OBJECTIVE: Put the lines below into a Markdown table with the columns Row and Text. Number each line in Row and skip any blank lines.

━━━ DATASET ENTRIES ━━━

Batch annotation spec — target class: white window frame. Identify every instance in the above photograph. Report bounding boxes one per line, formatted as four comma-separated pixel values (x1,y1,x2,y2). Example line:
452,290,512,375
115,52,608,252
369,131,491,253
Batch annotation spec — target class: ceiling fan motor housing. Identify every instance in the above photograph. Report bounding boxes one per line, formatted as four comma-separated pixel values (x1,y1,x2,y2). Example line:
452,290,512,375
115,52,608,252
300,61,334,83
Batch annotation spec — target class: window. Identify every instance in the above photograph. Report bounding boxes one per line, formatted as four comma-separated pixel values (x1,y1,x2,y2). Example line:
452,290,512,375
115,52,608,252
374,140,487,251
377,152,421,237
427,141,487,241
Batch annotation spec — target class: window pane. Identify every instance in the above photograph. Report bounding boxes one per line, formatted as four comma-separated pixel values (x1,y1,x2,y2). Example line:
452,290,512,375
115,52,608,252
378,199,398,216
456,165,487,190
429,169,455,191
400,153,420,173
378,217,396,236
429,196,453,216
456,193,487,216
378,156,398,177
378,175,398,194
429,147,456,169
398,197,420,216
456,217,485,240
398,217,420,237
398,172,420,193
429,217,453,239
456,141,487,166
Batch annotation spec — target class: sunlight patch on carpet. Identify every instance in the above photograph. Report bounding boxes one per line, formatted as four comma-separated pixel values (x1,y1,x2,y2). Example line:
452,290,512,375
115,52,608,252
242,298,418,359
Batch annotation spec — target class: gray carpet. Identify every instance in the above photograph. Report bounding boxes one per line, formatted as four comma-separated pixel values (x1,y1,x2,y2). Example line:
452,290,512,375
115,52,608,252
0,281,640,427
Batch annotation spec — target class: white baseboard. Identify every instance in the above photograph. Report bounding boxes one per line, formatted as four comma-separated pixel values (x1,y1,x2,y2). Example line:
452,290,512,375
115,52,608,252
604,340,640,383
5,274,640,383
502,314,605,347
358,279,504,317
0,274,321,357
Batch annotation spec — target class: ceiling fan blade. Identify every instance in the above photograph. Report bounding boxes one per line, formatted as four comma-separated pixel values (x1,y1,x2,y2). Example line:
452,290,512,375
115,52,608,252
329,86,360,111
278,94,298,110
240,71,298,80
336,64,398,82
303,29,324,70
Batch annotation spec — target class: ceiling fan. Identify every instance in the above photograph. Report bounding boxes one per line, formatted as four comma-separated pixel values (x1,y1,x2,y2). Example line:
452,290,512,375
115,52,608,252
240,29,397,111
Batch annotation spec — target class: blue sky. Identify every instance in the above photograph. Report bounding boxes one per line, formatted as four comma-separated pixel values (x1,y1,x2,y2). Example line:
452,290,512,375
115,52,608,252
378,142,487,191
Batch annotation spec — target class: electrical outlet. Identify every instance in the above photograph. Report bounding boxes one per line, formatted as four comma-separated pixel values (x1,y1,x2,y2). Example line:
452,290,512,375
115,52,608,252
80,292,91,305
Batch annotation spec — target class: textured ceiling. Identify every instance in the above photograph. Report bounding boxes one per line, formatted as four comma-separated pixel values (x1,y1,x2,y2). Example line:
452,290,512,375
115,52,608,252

━━━

RESULT FOR THIS TASK:
| Row | Text |
|---|---|
| 1 | Batch annotation spec — target class: white window frame. Identify every instance in the above photograph. Report bounding boxes one per line, formatted as four comma-separated pixel values (x1,y1,x2,y2). Example line: |
| 2 | 452,290,512,375 |
| 3 | 115,52,608,252 |
| 4 | 369,131,491,253 |
| 5 | Batch annotation spec — target class: ceiling fan motor housing. Identify every instance in the above photograph. Report bounding boxes one per line, formatted as four comma-separated pixel values (x1,y1,x2,y2). Example line: |
| 6 | 452,290,512,375 |
| 7 | 115,52,608,252 |
| 8 | 300,61,334,83 |
| 9 | Batch annotation spec — target class: window. Identify every instance in the above photograph. Report bounding boxes one per line, formatted as four comma-separated pixel values (x1,y1,x2,y2). Example line: |
| 10 | 452,290,512,375 |
| 11 | 115,52,608,252 |
| 12 | 374,140,487,251 |
| 13 | 377,152,421,237 |
| 14 | 427,141,487,241 |
| 15 | Batch annotation spec — target class: window pane. Identify every instance in the above photograph. Report bounding boxes one per line, formatted as four comma-separated pixel values (x1,y1,x2,y2). Example line: |
| 16 | 452,290,512,375 |
| 17 | 115,52,608,252 |
| 18 | 378,199,398,216 |
| 19 | 456,165,487,190 |
| 20 | 429,169,455,191 |
| 21 | 400,153,420,173 |
| 22 | 378,217,396,236 |
| 23 | 429,196,453,216 |
| 24 | 456,193,487,216 |
| 25 | 378,156,398,177 |
| 26 | 378,175,398,194 |
| 27 | 429,147,456,169 |
| 28 | 398,197,420,216 |
| 29 | 456,217,485,240 |
| 30 | 398,217,420,237 |
| 31 | 398,172,420,193 |
| 32 | 429,217,453,239 |
| 33 | 456,141,487,166 |
| 34 | Batch annotation spec — target class: sunlight patch on carpet. Identify every instance in the above photograph. Report bounding boxes one per line, formatted as four comma-separated pixel values (x1,y1,x2,y2). Example line: |
| 35 | 452,290,512,375 |
| 36 | 115,52,608,252 |
| 37 | 242,298,418,359 |
| 38 | Batch annotation spec — target class: gray carpet. Identify every instance in the above photograph. Report bounding boxes one per line, formatted as four comma-separated pixel values (x1,y1,x2,y2). Example line: |
| 39 | 452,290,512,375 |
| 40 | 115,52,608,252 |
| 41 | 0,281,640,427 |
| 42 | Batch annotation spec — target class: white baseboard. Identify every instance in the above photograph. Report bounding boxes one per line, formatted as four comma-separated pixel values (x1,y1,x2,y2). Example line: |
| 43 | 452,290,512,375 |
| 44 | 115,52,608,252 |
| 45 | 604,340,640,383 |
| 46 | 5,274,640,383 |
| 47 | 502,314,605,347 |
| 48 | 358,279,504,317 |
| 49 | 0,274,321,357 |
| 50 | Batch annotation spec — target class: ceiling fan blade. Identify every instance in the above photograph. Report bounding boxes one per line, formatted as four comma-separated pixel values (x1,y1,x2,y2). Example line: |
| 51 | 452,290,512,375 |
| 52 | 115,52,608,252 |
| 53 | 329,86,360,111 |
| 54 | 278,94,298,110 |
| 55 | 240,71,298,80 |
| 56 | 336,64,398,82 |
| 57 | 303,29,324,70 |
| 58 | Batch annotation spec — target class: ceiling fan. Identify every instance in the above photograph. Report bounding boxes one per line, formatted as four comma-separated pixel values (x1,y1,x2,y2). Example line: |
| 59 | 452,290,512,375 |
| 60 | 115,52,608,252 |
| 61 | 240,29,397,111 |
| 62 | Batch annotation spec — target class: blue sky. Identify every instance in the above photograph. Report bounding boxes one per line, formatted as four comma-separated pixel values (x1,y1,x2,y2). Example line: |
| 63 | 452,290,512,375 |
| 64 | 115,52,608,252 |
| 65 | 378,142,487,191 |
| 66 | Batch annotation spec — target class: electrical outlet. Identify every instance in the above photograph. Report bounding boxes one per line, formatted as four comma-separated pixel values (x1,y1,x2,y2). Example line: |
| 67 | 452,290,512,375 |
| 68 | 115,52,608,252 |
| 69 | 80,292,91,305 |
| 70 | Batch annotation spec — target class: textured ceiling. Identify every instance in the above photograph. Report bounding boxes one per line, formatted as four comma-separated pixel values (x1,y1,x2,y2). Example line: |
| 71 | 452,290,512,375 |
| 72 | 115,52,608,252 |